----- Given entries
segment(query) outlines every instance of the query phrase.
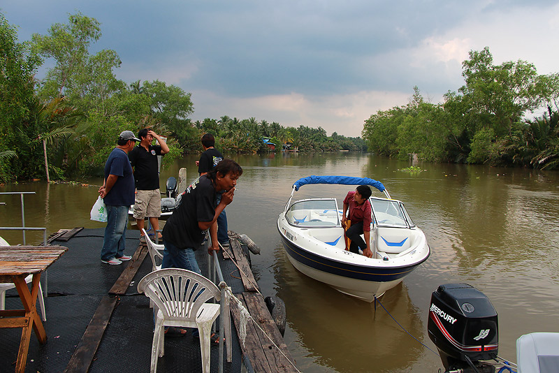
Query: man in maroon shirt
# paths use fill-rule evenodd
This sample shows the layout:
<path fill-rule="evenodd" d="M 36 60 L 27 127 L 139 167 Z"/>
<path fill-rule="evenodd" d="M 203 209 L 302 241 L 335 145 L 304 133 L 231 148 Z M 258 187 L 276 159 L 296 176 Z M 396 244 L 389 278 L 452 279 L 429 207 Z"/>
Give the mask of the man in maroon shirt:
<path fill-rule="evenodd" d="M 371 196 L 371 189 L 368 185 L 358 186 L 355 191 L 350 191 L 344 199 L 344 212 L 342 217 L 342 226 L 345 228 L 346 222 L 349 220 L 351 226 L 346 231 L 346 236 L 351 240 L 349 251 L 358 254 L 358 249 L 368 258 L 372 257 L 371 251 L 371 204 L 369 197 Z M 346 217 L 348 209 L 349 218 Z M 365 241 L 361 238 L 365 236 Z"/>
----------
_Task requirements:_ Keep the pictures out of the copy and return the rest of the data above exactly.

_Final result:_
segment(query) outlines every instance of the query phrase.
Query: man in maroon shirt
# paths use fill-rule evenodd
This sample shows the layout:
<path fill-rule="evenodd" d="M 36 60 L 27 127 L 139 167 Z"/>
<path fill-rule="evenodd" d="M 203 209 L 302 241 L 335 145 L 304 133 L 231 148 Z M 258 187 L 276 159 L 296 176 Z M 396 244 L 389 278 L 452 279 L 429 207 Z"/>
Give the mask of the man in maroon shirt:
<path fill-rule="evenodd" d="M 371 196 L 371 189 L 368 185 L 358 186 L 355 191 L 350 191 L 344 199 L 344 212 L 342 217 L 342 226 L 345 228 L 346 222 L 349 220 L 351 226 L 346 231 L 346 236 L 351 240 L 349 251 L 358 254 L 358 249 L 368 258 L 372 257 L 371 251 L 371 204 L 369 197 Z M 346 217 L 348 209 L 349 218 Z M 365 241 L 361 238 L 365 236 Z"/>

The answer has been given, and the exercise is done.